Problem statement: Below are the entries. Transcribe exactly the lines from the one with "Target: dark tunnel opening" through the one with "<point>179,136</point>", ends included, and leave out all others.

Source information:

********************

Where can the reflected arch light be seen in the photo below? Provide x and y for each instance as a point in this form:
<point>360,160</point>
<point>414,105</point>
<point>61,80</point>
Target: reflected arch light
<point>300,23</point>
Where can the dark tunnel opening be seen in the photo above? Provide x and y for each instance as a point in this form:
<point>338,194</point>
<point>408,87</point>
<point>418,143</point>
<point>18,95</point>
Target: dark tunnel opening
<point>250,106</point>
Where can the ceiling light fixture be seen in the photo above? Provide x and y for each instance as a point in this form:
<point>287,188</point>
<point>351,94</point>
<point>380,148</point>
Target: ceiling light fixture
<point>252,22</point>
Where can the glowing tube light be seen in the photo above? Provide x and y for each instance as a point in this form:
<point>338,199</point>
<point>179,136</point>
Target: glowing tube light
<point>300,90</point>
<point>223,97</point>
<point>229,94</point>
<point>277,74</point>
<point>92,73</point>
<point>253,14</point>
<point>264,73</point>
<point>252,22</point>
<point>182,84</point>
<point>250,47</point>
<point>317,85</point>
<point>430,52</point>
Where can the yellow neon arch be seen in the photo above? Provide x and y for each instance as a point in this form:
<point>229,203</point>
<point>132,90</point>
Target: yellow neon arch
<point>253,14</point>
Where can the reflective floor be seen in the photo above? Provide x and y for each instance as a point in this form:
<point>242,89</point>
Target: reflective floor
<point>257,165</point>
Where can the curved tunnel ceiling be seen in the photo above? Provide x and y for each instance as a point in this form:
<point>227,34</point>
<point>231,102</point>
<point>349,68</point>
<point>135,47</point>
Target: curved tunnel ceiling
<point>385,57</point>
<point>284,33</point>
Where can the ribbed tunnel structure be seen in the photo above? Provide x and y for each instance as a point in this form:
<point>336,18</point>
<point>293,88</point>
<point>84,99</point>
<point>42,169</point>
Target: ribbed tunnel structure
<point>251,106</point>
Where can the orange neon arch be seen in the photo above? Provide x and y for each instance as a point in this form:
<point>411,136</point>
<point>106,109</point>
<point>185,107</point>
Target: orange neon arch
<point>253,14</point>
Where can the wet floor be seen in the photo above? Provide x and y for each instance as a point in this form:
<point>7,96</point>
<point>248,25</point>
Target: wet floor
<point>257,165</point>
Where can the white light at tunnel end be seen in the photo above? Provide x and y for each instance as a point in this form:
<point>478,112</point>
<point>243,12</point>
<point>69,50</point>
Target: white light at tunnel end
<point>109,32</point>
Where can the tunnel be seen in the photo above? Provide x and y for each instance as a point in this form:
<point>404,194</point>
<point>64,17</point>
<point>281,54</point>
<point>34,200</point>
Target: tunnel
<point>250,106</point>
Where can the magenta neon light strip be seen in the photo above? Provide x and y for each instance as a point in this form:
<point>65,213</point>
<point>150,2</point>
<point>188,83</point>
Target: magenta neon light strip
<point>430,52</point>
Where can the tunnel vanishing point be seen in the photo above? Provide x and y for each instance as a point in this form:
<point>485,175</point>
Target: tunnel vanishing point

********************

Response to this exercise:
Target: dark tunnel opening
<point>250,106</point>
Where can the ceiling light fixture be seen in the photo above? Provide x and y for each instance as a point in this form:
<point>287,188</point>
<point>351,94</point>
<point>380,148</point>
Target: ceiling light fixture
<point>252,22</point>
Where can the glowing tube light be seen in the photo above? Provide x and y for each instance as a point in this form:
<point>338,199</point>
<point>179,136</point>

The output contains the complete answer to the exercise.